**文書の抜粋**
=-=-=

注目馬はなんといっても・ソウルスターリング(牝3歳)。両親が共に欧州のG1馬という目の眩(くら)むような良血馬で、お値段はクラブ会員による共有で総額6000万円。

一方、スワーヴリチャード(牡3歳)も、2014年のセレクトセールで1億6740万円で落札された超高額馬。また、春の天皇賞の最有力候補、サトノダイヤモンド(牡4歳・池江)も前年の同セールで2億4150万円で落札と、この春も“エリート馬”たちがG1戦線の中心となりそうだ。

そんななか、ひときわ異彩を放つ“お買い得馬”も。昨年、2歳重賞を連勝したブレスジャーニー(牡3歳)の取引価格はなんと270万円(15年サマーセール)。昨年のセレクトセールの平均落札額が約3800万円というから、その安さはケタ違い。ちょっとした新車と同じぐらいの値段なのだ。それでいて2歳戦だけですでに7350万円も稼いでいるのだからなんとも馬主孝行な馬である。

この超掘り出し馬をセリで落札したのは、「トーセン」の冠名でおなじみの島川隆哉氏。セレクトセールでは億超えの高額馬もバンバン落札する大馬主のひとりだけに、ちょっと意外な印象もあるが、ブレスジャーニーはなぜこんなにも“お買い得”だったのか? そもそも競走馬の値段はどのように決まるのか?

セリ事情に明るい、馬産地ライターの村本浩平氏が言う。

「一般的に子馬の値段はお父さん、つまり種牡馬の種付け料とその産駒の近況の活躍、そしてお母さんの血統背景や兄姉の成績がベースとなって決まります。ブレスジャーニーの場合は、お父さんが日本にあまりなじみのないバトルプランで、セリの時期はまだ、最初の産駒が3歳の夏で成績も目立つものがありませんでした。直近の兄弟も中央競馬ではあまり活躍していなかったので値段もつかなかったのでしょう」

“お買い得馬”はまだまだいる

馬体の良しあしなどで多少の増減はあるものの、サラブレッドの値段のベースとなるのはやはり血統だ。現在、日本の種牡馬で種付け料が最も高額なのはディープインパクトで3000万円。その産駒の値段が高騰するのも当然といえる。

=-=-=

(ラベル付き地点の記録)
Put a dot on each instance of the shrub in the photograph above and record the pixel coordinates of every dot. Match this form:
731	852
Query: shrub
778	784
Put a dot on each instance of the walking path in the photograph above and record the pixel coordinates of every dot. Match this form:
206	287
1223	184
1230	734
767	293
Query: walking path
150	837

=-=-=

**作業指示**
競走馬の価格についての文章の「注目馬はなんといっても・ソウ」から「G1戦線の中心となりそうだ。」までの部分を、「超高額馬」を「高価な馬」に置き換えて書き直してください。 これらの記録は別の出典から集めたものです。

**回答**
注目馬はなんといっても・ソウルスターリング(牝3歳)。両親が共に欧州のG1馬という目の眩(くら)むような良血馬で、お値段はクラブ会員による共有で総額6000万円。

一方、スワーヴリチャード(牡3歳)も、2014年のセレクトセールで1億6740万円で落札された高価な馬。また、春の天皇賞の最有力候補、サトノダイヤモンド(牡4歳・池江)も前年の同セールで2億4150万円で落札と、この春も“エリート馬”たちがG1戦線の中心となりそうだ。